▼
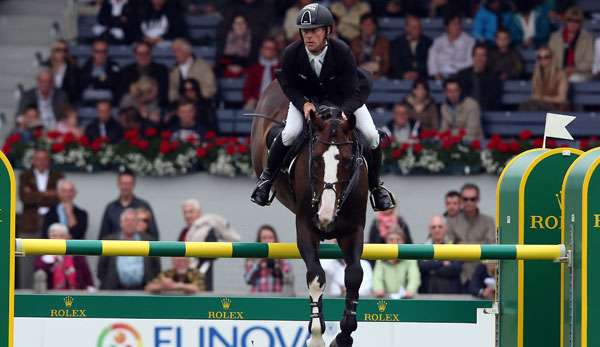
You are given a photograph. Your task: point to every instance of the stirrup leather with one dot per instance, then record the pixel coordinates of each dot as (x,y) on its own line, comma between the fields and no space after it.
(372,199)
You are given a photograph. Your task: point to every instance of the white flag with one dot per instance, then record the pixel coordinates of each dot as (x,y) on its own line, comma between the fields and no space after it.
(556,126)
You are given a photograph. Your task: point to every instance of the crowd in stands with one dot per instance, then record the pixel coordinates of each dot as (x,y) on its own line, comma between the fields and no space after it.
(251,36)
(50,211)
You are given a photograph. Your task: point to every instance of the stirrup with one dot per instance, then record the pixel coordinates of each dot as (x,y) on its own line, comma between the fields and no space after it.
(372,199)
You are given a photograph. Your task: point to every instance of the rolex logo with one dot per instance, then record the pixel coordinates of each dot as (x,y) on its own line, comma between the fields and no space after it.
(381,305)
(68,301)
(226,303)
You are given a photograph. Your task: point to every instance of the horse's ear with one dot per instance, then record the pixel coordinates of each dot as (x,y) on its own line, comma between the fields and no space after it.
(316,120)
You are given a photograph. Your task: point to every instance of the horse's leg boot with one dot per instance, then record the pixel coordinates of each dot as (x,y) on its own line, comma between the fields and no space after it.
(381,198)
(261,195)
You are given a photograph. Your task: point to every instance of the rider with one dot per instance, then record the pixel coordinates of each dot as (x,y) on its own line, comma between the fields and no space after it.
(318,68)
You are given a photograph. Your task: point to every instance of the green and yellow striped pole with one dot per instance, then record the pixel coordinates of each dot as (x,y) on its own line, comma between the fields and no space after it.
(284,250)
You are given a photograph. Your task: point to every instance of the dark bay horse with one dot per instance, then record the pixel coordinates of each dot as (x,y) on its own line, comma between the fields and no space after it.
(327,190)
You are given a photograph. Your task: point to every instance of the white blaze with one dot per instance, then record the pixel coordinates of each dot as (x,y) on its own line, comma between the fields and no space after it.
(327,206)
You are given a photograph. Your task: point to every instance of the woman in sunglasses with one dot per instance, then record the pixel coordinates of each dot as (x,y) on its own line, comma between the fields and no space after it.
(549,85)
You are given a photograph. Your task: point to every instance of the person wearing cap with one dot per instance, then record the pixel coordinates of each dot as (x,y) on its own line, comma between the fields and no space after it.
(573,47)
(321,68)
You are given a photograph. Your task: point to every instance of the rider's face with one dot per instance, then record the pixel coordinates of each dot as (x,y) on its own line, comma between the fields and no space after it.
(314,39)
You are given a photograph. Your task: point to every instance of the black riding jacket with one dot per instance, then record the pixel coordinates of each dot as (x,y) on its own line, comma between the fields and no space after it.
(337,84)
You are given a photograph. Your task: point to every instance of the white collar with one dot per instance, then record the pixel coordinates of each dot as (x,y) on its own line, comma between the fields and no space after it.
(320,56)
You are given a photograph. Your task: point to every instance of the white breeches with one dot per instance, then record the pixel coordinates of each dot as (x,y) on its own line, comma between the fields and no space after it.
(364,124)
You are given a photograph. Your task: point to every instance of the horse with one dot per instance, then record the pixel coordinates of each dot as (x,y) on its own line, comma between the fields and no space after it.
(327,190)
▲
▼
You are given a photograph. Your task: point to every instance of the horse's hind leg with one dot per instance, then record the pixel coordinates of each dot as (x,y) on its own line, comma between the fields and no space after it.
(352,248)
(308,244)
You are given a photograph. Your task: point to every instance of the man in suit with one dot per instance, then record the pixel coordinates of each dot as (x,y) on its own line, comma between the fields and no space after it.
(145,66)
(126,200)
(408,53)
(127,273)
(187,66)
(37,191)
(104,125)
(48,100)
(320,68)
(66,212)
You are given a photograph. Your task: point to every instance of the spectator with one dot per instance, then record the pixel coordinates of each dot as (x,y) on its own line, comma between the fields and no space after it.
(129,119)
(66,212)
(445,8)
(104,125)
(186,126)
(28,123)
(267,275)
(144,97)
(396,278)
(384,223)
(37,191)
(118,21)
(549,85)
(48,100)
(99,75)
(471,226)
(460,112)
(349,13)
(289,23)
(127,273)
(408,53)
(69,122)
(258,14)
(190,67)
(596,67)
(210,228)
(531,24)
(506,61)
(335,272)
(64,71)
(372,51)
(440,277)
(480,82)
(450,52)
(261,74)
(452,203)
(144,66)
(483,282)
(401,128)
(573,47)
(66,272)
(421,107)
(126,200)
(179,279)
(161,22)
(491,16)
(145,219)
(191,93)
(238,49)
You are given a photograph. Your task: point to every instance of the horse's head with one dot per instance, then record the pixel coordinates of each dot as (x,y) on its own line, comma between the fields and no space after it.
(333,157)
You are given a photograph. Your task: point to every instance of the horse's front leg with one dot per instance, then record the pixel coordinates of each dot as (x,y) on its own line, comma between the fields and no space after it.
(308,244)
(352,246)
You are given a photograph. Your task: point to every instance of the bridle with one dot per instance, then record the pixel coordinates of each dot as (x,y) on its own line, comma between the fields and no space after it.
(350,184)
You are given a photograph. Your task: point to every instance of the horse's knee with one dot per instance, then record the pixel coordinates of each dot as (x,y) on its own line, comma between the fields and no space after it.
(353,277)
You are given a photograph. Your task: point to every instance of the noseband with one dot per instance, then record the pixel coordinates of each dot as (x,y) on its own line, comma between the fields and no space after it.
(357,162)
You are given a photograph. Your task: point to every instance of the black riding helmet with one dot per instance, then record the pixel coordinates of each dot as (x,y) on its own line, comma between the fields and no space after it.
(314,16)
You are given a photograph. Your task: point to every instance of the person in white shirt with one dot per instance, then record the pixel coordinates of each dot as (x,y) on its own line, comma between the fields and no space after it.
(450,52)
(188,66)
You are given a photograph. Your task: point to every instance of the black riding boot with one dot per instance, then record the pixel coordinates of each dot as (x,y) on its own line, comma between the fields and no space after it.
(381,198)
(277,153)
▲
▼
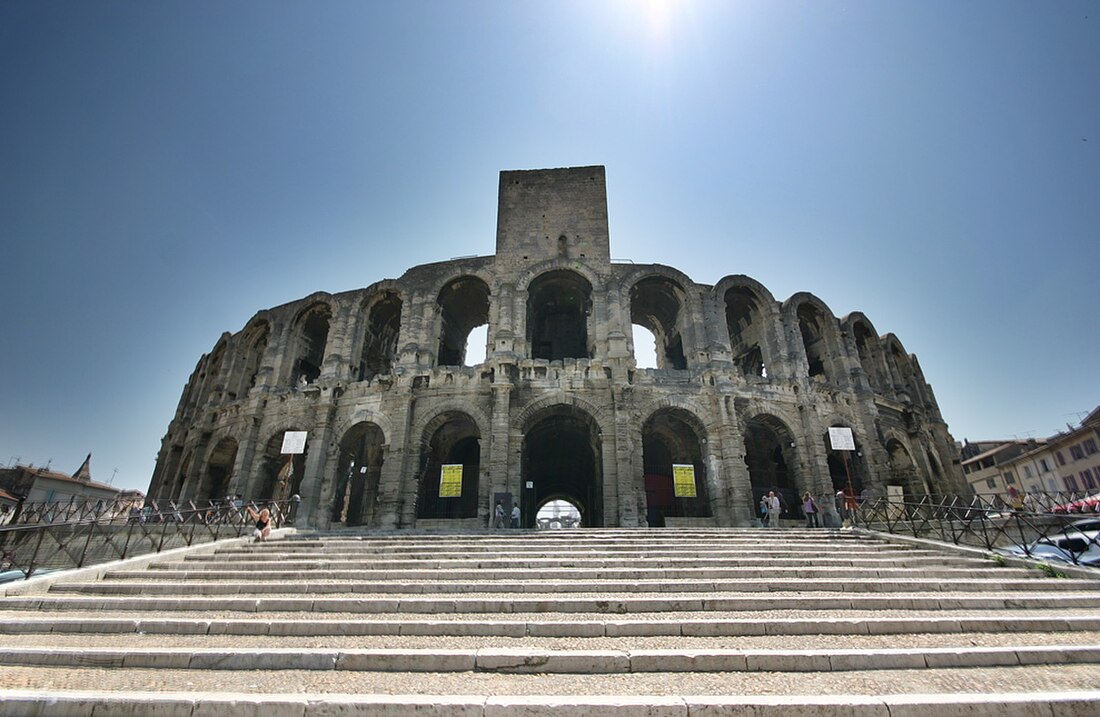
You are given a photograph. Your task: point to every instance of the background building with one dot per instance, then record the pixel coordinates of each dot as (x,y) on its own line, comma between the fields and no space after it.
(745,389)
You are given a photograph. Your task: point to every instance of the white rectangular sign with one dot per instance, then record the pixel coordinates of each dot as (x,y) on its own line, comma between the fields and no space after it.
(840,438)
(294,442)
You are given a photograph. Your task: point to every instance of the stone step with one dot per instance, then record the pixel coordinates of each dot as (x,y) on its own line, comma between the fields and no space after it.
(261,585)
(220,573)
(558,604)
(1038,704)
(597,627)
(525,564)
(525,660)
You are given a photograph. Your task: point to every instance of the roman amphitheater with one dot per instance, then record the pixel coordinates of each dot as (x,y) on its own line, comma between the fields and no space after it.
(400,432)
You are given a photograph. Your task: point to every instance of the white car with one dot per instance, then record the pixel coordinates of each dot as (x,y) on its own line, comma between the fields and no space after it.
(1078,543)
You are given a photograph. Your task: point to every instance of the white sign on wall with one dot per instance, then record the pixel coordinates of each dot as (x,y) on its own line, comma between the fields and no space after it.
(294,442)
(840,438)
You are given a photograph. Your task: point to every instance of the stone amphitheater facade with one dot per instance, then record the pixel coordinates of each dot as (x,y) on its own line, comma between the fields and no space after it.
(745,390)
▲
**Exercise objective**:
Pick out and copy in full every row above that contains the string "dark". Only matches with the same capitalization count.

**Expected output**:
You are given a photograph. Your task: point to every instance of the dark bay horse with one dot per instance, then record the pixel coordinates of each dot as (x,y) on its own line, comma between the fields and no space after it.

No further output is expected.